── Document excerpt

# What's the best audio quality I should expect?



## sub_junkie (Apr 14, 2009)

I've been making sure that all of my music files are 320kbps...but I'm looking for better quality. Is that possible with downloaded or copies off of a CD? If not, are there any places that do offer better quality files?

BTW, I'm not sure if this is in the right section or not...I figured it sounded like the best place though.


----------



## gorb (Sep 5, 2010)

Well, lossy formats like mp3 certainly aren't the best. You can get lossless compressed files (flac is the most common codec) but there are also WMA lossless/ALAC/APE/WavPack and others. You can also get straight up uncompressed files in WAV but there's no point in doing that when something like flac exists.

If you want to rip cds to flac, I recommend using exactaudiocopy. If you are unfamiliar with the program you can set it up using this guide to get perfect rips:
http://blowfish.be/eac/

Several online shops sell lossless as well but it honestly isn't that common - the big stores like itunes and amazon stick to lossy aac or mp3 unfortunately. Depending on what band or artist you are looking for, it might be possible that they have a bandcamp website where you can buy the flacs directly.


----------



## sub_junkie (Apr 14, 2009)

gorb said:


> Well, lossy formats like mp3 certainly aren't the best. You can get lossless compressed files (flac is the most common codec) but there are also WMA lossless/ALAC/APE/WavPack and others. You can also get straight up uncompressed files in WAV but there's no point in doing that when something like flac exists.
> 
> If you want to rip cds to flac, I recommend using exactaudiocopy. If you are unfamiliar with the program you can set it up using this guide to get perfect rips:
> http://blowfish.be/eac/
> ...

────
── Entries supplied

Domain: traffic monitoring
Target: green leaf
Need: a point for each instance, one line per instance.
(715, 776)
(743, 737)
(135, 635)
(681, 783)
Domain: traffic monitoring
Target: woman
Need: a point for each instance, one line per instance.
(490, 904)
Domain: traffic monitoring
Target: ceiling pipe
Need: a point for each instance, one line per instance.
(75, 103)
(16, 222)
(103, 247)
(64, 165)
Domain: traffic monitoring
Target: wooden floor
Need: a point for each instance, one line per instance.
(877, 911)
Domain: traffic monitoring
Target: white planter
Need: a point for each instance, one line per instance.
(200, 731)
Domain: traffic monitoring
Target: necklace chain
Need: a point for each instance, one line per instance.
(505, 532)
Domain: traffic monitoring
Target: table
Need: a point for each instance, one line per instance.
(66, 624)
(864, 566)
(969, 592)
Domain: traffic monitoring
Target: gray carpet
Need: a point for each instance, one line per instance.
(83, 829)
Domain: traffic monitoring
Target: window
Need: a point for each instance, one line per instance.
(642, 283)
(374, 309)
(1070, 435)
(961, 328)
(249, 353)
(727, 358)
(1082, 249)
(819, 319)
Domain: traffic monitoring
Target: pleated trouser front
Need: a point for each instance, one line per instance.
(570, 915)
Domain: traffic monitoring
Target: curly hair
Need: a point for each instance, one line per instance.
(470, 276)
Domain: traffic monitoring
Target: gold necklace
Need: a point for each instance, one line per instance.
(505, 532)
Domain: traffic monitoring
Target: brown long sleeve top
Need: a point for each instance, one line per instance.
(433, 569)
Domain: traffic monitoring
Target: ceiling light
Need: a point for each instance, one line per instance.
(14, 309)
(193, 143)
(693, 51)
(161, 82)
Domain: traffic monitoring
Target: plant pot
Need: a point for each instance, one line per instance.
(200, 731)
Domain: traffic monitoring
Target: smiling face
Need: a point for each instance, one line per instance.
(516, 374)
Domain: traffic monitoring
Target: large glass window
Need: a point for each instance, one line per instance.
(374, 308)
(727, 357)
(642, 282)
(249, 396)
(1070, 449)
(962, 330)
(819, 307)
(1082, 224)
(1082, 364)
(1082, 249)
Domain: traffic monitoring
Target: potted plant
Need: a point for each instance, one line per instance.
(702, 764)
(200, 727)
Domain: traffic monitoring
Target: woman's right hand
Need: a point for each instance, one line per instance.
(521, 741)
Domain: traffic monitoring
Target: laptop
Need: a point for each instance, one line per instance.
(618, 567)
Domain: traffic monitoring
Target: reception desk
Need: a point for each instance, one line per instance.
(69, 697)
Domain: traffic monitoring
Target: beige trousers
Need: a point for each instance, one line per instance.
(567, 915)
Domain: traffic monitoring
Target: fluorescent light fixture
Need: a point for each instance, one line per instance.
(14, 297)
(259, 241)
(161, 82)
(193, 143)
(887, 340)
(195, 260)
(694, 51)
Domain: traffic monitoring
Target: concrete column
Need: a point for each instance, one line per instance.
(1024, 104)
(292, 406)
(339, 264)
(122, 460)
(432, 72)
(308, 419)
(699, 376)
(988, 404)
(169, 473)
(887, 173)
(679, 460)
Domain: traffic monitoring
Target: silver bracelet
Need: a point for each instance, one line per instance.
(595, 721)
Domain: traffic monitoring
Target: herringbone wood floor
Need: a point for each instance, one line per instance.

────

> To be done:
**a.** Translate this sentence from the audio quality thread into Spanish: "If you want to rip cds to flac, I recommend using exactaudiocopy."
**b.** Answer these questions from the audio quality thread:
(i) What bitrate does sub_junkie make sure all music files are?
(ii) Which codec does gorb call the most common for lossless compressed files?
(iii) What formats do big stores like itunes and amazon stick to?
**c.** Decide whether each statement agrees with the audio quality thread. Answer yes or no, and quote the words that settle it.
(i) gorb thinks uncompressed WAV files are worth getting even though flac exists.
(ii) sub_junkie was unsure whether the post belonged in that section.
(iii) According to gorb, online shops commonly sell lossless files.
The rows have no part in this work.

> Responses:
**a.** Si quieres extraer CD a FLAC, te recomiendo usar exactaudiocopy.

**b.**
(i) 320kbps
(ii) flac
(iii) Lossy aac or mp3

**c.**
(i) No: "there's no point in doing that when something like flac exists"
(ii) Yes: "I'm not sure if this is in the right section or not"
(iii) No: "it honestly isn't that common"